# [What the task asks]
Go through the records and report each line in which the word "clasped" occurs.

(Records from a data collection)
•••

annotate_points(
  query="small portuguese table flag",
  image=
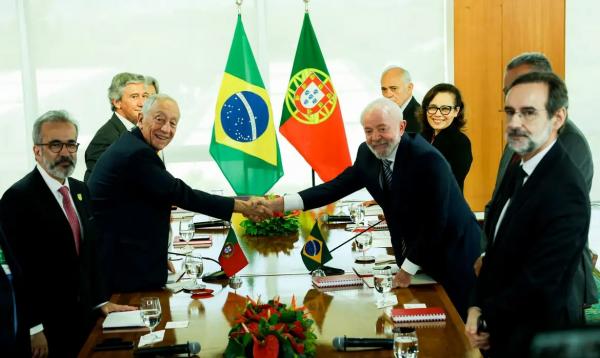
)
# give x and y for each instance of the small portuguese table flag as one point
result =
(311, 119)
(232, 258)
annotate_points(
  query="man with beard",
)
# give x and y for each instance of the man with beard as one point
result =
(46, 218)
(537, 229)
(431, 225)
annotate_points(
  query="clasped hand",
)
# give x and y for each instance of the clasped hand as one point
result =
(259, 208)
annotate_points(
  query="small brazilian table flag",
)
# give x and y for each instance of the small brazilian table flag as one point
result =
(311, 119)
(232, 258)
(244, 141)
(315, 252)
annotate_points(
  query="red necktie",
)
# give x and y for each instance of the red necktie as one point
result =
(71, 216)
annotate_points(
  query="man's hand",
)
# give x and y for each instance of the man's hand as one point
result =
(479, 340)
(255, 208)
(39, 345)
(477, 265)
(401, 279)
(113, 307)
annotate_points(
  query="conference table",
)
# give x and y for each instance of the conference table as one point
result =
(276, 269)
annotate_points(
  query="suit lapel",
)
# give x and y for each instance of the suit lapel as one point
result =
(534, 180)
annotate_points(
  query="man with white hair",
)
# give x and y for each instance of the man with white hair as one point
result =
(396, 84)
(431, 225)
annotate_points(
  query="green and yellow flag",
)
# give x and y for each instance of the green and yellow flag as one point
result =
(315, 252)
(244, 142)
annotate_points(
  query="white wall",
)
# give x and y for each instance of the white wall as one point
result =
(583, 75)
(72, 48)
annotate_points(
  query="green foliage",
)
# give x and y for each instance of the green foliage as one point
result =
(281, 225)
(262, 325)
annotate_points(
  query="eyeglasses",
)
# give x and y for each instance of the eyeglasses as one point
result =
(445, 110)
(56, 146)
(527, 114)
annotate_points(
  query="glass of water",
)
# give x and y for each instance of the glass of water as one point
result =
(186, 232)
(364, 241)
(406, 343)
(382, 279)
(151, 312)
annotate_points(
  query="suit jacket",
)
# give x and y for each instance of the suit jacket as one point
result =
(104, 137)
(455, 146)
(12, 343)
(425, 209)
(584, 289)
(63, 288)
(132, 193)
(532, 261)
(410, 116)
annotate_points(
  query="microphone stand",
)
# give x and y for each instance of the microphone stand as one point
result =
(329, 271)
(209, 277)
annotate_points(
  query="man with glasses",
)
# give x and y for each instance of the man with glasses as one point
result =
(397, 85)
(584, 291)
(46, 219)
(431, 225)
(537, 226)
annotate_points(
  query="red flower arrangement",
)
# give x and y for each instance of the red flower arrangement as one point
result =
(272, 330)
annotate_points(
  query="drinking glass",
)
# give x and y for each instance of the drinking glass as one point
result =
(186, 231)
(150, 311)
(357, 213)
(382, 279)
(406, 343)
(194, 267)
(363, 243)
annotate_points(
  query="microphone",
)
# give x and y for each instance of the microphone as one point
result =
(190, 348)
(341, 343)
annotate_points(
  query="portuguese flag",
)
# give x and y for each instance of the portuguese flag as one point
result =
(244, 142)
(315, 252)
(232, 258)
(311, 119)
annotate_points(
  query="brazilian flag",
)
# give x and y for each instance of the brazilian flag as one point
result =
(244, 142)
(315, 252)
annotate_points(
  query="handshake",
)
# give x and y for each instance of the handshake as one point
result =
(259, 208)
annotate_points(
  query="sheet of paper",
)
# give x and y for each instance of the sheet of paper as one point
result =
(123, 319)
(150, 338)
(177, 324)
(381, 239)
(391, 301)
(415, 305)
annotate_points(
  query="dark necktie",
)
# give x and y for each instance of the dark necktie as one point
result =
(387, 173)
(520, 175)
(71, 216)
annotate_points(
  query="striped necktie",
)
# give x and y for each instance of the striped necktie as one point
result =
(71, 216)
(387, 172)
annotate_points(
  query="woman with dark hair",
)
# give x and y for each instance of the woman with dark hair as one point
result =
(442, 119)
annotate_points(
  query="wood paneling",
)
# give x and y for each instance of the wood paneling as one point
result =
(487, 34)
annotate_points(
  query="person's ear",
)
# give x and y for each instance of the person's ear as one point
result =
(559, 118)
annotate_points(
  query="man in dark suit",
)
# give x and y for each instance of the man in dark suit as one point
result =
(578, 149)
(126, 94)
(14, 331)
(431, 225)
(130, 179)
(397, 85)
(537, 226)
(47, 220)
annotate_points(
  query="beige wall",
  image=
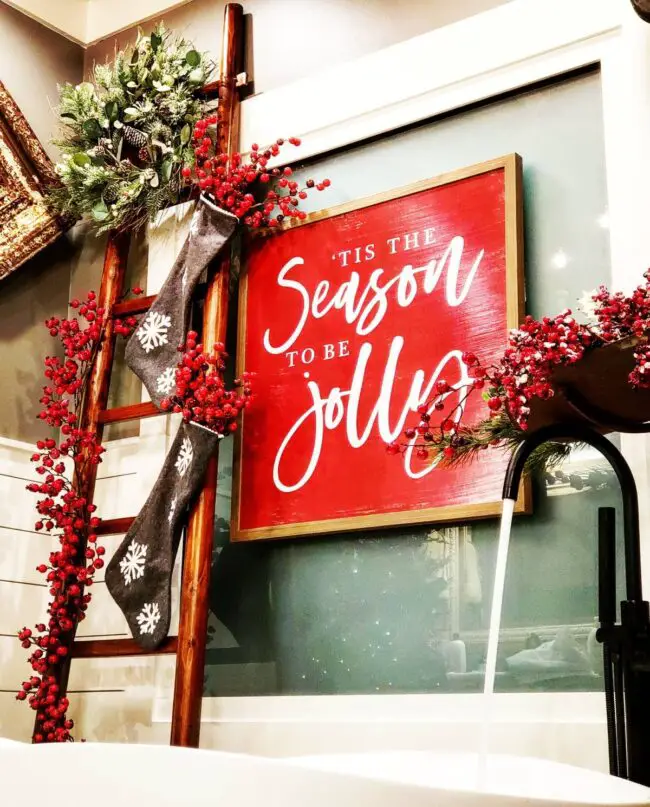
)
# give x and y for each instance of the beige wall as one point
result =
(295, 38)
(33, 60)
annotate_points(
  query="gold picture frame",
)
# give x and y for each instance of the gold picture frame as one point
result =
(511, 165)
(26, 222)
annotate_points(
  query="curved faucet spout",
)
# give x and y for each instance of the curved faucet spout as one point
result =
(581, 434)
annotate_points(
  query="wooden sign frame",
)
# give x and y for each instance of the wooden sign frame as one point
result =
(514, 265)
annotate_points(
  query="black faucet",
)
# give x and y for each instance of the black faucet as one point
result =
(626, 644)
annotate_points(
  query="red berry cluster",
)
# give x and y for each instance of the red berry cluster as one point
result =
(525, 370)
(65, 512)
(201, 395)
(235, 183)
(620, 316)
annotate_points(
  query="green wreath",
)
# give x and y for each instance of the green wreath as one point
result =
(127, 136)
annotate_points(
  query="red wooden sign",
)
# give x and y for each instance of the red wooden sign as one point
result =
(348, 320)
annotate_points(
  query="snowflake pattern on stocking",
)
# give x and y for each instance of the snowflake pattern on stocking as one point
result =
(149, 617)
(133, 563)
(185, 456)
(166, 381)
(153, 331)
(194, 223)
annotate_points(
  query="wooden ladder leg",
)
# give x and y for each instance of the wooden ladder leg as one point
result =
(193, 624)
(115, 259)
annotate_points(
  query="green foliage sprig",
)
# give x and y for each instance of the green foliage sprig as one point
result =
(126, 136)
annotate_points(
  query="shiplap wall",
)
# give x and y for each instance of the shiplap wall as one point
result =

•••

# [Problem solution]
  query="clasped hand",
# give x and y for each instance of the clasped hand as one point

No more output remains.